Items listed in a dataset:
********

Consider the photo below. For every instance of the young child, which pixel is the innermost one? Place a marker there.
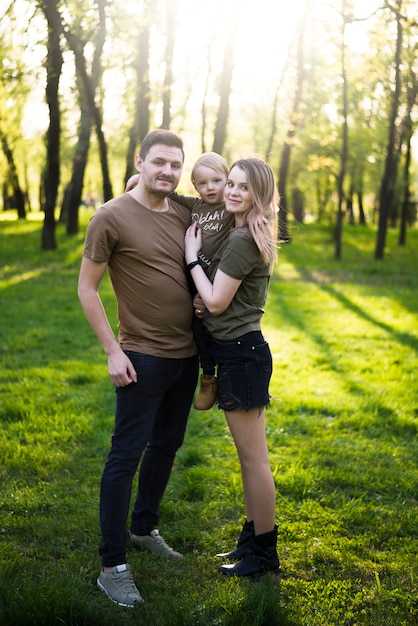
(209, 176)
(235, 294)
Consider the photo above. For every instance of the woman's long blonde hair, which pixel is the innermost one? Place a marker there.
(261, 218)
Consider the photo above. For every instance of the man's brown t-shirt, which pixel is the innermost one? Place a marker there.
(145, 255)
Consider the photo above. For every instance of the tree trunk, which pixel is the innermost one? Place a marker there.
(140, 126)
(19, 198)
(74, 191)
(90, 91)
(344, 148)
(294, 124)
(362, 216)
(171, 9)
(387, 187)
(219, 137)
(52, 169)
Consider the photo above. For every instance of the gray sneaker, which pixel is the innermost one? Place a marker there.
(155, 543)
(119, 586)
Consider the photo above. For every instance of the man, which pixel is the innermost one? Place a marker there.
(139, 238)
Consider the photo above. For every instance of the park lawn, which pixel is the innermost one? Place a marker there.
(342, 430)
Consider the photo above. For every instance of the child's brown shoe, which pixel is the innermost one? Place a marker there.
(208, 393)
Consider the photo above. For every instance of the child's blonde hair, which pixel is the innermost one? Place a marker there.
(213, 160)
(261, 218)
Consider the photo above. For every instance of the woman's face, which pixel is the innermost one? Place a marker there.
(237, 196)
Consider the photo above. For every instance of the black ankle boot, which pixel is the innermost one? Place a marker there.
(260, 558)
(247, 533)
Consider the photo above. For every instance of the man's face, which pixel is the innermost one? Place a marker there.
(161, 169)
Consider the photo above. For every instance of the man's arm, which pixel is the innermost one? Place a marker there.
(120, 368)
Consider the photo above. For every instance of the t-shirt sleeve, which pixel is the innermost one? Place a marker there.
(189, 202)
(239, 257)
(101, 236)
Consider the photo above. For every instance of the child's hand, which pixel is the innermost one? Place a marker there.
(192, 242)
(132, 182)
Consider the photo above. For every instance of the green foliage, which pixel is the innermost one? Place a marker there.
(342, 431)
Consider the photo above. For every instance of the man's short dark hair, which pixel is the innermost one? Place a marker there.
(160, 136)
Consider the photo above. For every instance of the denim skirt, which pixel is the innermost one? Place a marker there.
(244, 371)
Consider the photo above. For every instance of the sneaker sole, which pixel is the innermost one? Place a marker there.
(127, 606)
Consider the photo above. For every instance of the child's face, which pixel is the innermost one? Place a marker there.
(209, 184)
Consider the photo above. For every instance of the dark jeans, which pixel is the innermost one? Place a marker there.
(203, 341)
(151, 415)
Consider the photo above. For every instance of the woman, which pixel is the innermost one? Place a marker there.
(234, 298)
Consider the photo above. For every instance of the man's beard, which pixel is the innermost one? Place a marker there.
(159, 194)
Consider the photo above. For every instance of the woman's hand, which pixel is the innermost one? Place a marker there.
(192, 242)
(198, 305)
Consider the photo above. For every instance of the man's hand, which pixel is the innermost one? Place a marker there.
(199, 306)
(121, 369)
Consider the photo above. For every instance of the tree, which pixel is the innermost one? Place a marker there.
(90, 83)
(51, 173)
(18, 196)
(74, 190)
(171, 9)
(141, 124)
(226, 82)
(294, 123)
(387, 186)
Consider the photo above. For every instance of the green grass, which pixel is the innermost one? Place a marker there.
(342, 430)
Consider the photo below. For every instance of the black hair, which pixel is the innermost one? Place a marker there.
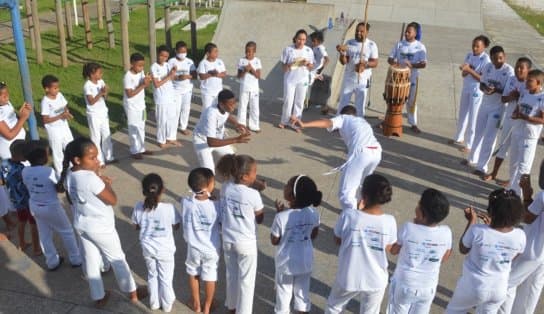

********

EXERCISE OBJECTIVE:
For every record above, repeat the text exactly and omit any picture.

FINISHED EXERCISE:
Consider the photo below. For every instance of the young child, which pixel is the innermost one? Place a marker there.
(209, 176)
(235, 294)
Consider the photo above. For every instance of the woman's long blonde hair, which pixel is the innermost one? Place a marker there.
(261, 218)
Consider the photo above. For every instance of the man's brown t-shirt, which pixel is the innermost one? Place a marker there.
(145, 255)
Consider the photo above. For every instance of the tree trunk, which pixel is the innermost one? Place a marker there.
(140, 126)
(19, 198)
(74, 191)
(90, 91)
(344, 148)
(294, 124)
(362, 216)
(171, 9)
(387, 187)
(219, 137)
(52, 169)
Consider the photo above. For every instance of the gray sneaker, which pixel is the innermost one? Place a marker there.
(155, 543)
(119, 586)
Consider the photo above. For every instance of the man, which pixel is the innermost one? Place a marker there.
(139, 238)
Consider the photo above. For every instance of the park lawn, which pixel is the innermost one? Place a marker there.
(342, 430)
Consider the photo above. For every instance of the child's brown shoe, which pixel is the innermost one? Place a marker there.
(208, 393)
Consider the photo above. For every instance of the child's blonde hair, which pixel is the innermost one? Place a marker there.
(213, 160)
(261, 218)
Consider the photo above. For every instance of the woman's face, which pixel is the innermost one? Place a marker there.
(237, 196)
Consider the photo above. For every instance of the black ankle boot, which pixel is the innermost one? Place a marker there.
(260, 558)
(247, 533)
Consider the photo above. For every instance of the man's face, which pixel is the innermost one? Place a marker there.
(161, 169)
Consider the photo above. For every instance of the man's arm, which pixel is the innermost one? Place a marker there.
(120, 368)
Consider the photo above. For every instance of the t-shirt sleeve, which pixel is the innermost one? Place a marker there.
(189, 202)
(239, 257)
(101, 236)
Consider the photo above. For every instance of the child's hand, which pixel is the innermost one? Place a marker there.
(192, 242)
(132, 182)
Consider the photo above. For every instance of the green foliage, which pixel is the innermost one? Place a marker there.
(342, 431)
Consider the photo above. For every instance of the man's short dark hair, which pixel is the innermost one? Place a marker there.
(160, 136)
Consider the photo above. For every instance of the denim skirt, which pixel is the innermost one? Place a marker there.
(244, 371)
Consider the photo above. For every instance of the sneaker sole, which pixel is the innermost one? Place a marker there.
(127, 606)
Consider the photo above. For every instance of the child's face, which pixel is the innermost one? Place a marker there.
(209, 184)
Consider the photo above. For every instance of the dark jeans, which pixel is the innermost one? Place a marker there.
(203, 341)
(151, 415)
Consider the photo above. For every instance of the woman, which pixel is the innermost one? Place a marker there.
(234, 298)
Consider the photo above. For every instance of the man's beard, which pixel is the innermost one? Place a marker there.
(159, 194)
Consider the photo above. For every instance of the woman's hand, which pixel is the innermost one? Place a marker there.
(192, 242)
(198, 305)
Consider the photo above. For every instance of the man's hand, which pixel is the innermost one? Place a marker there.
(199, 306)
(121, 369)
Consider the photo above. For every instance of the tree, which pixel is the innermost one? Place a marker there.
(90, 83)
(51, 173)
(18, 196)
(74, 190)
(171, 9)
(141, 124)
(226, 82)
(294, 123)
(387, 186)
Consider the photo above. For every instance of the green grass, which pixel is the innermost one? Place a marker there.
(342, 430)
Consider the photo below. For every instance of the black hair, which pixel is the innermost one? Place a marker there.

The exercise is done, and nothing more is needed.